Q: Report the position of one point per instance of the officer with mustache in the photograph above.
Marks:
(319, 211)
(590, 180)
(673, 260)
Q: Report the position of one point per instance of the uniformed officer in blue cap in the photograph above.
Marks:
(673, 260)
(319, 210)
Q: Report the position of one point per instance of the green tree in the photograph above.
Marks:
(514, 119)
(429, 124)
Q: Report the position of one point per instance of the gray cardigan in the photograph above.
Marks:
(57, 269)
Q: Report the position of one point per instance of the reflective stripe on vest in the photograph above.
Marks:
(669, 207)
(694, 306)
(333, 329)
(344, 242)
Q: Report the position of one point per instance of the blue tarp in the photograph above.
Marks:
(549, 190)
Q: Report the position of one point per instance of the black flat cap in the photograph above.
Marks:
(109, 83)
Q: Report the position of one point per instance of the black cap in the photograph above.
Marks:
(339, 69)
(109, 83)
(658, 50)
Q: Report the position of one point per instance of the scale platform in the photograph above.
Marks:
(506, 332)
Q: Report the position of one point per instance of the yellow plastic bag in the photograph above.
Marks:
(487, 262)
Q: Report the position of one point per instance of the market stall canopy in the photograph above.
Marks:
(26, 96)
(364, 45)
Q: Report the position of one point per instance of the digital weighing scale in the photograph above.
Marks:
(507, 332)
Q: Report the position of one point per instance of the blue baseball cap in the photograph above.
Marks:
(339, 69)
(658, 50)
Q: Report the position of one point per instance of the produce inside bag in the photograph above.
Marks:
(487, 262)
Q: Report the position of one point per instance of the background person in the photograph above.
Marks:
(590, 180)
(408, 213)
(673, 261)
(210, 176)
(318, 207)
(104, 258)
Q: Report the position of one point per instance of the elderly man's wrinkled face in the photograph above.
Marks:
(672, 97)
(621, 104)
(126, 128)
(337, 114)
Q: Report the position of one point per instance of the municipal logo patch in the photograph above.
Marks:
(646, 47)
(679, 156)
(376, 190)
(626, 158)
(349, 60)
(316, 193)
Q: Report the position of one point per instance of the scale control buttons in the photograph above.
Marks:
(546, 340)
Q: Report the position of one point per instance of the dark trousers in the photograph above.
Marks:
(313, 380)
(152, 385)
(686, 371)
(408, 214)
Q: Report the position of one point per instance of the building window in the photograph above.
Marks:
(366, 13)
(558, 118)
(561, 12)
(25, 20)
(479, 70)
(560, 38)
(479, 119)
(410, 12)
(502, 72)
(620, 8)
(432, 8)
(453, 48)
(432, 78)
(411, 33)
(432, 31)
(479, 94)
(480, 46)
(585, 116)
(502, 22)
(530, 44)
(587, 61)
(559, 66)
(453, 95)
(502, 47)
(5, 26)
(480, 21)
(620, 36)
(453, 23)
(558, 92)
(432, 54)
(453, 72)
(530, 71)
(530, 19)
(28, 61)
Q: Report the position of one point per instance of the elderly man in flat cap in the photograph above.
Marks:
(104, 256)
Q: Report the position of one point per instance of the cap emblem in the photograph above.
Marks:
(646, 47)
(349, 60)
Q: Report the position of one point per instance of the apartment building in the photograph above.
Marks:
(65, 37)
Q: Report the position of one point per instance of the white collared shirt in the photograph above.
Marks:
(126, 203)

...

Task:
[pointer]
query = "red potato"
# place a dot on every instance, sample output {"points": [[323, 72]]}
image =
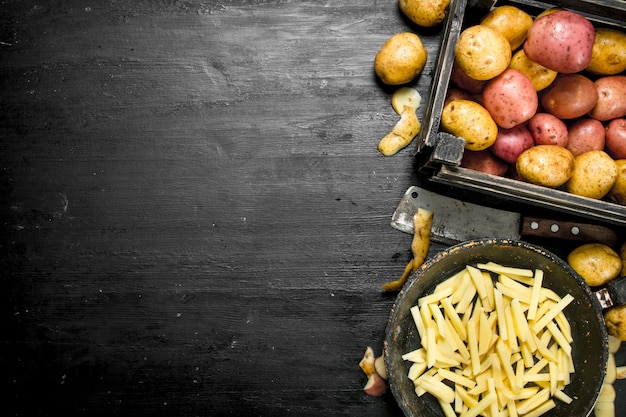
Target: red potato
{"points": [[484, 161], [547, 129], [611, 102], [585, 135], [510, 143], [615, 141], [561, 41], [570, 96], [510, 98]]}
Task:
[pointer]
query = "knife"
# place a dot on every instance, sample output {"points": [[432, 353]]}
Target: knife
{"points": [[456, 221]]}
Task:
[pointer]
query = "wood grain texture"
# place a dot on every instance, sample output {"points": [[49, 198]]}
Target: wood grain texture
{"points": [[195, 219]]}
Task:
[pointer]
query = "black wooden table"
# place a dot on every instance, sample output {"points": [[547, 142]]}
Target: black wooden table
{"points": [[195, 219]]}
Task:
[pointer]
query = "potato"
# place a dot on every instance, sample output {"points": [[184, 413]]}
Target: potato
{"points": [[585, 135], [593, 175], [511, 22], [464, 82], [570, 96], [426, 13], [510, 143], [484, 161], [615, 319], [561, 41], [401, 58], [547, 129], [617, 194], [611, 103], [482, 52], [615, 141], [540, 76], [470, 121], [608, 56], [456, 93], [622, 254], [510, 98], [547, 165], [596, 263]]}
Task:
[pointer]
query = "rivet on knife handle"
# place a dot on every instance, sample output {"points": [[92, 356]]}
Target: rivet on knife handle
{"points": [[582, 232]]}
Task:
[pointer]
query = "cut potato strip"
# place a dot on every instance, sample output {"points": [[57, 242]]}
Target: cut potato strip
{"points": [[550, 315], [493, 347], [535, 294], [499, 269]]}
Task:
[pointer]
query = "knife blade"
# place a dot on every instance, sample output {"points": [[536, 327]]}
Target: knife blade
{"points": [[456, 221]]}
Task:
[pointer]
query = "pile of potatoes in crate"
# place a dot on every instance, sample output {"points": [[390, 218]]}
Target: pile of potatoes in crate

* Zadanie
Zbierz z powyższego listingu wszystkie wiersze, w których występuje ciąg „table”. Wielkość liter ma znaczenie.

* Odpowiedź pisemna
query = "black wooden table"
Target: black wooden table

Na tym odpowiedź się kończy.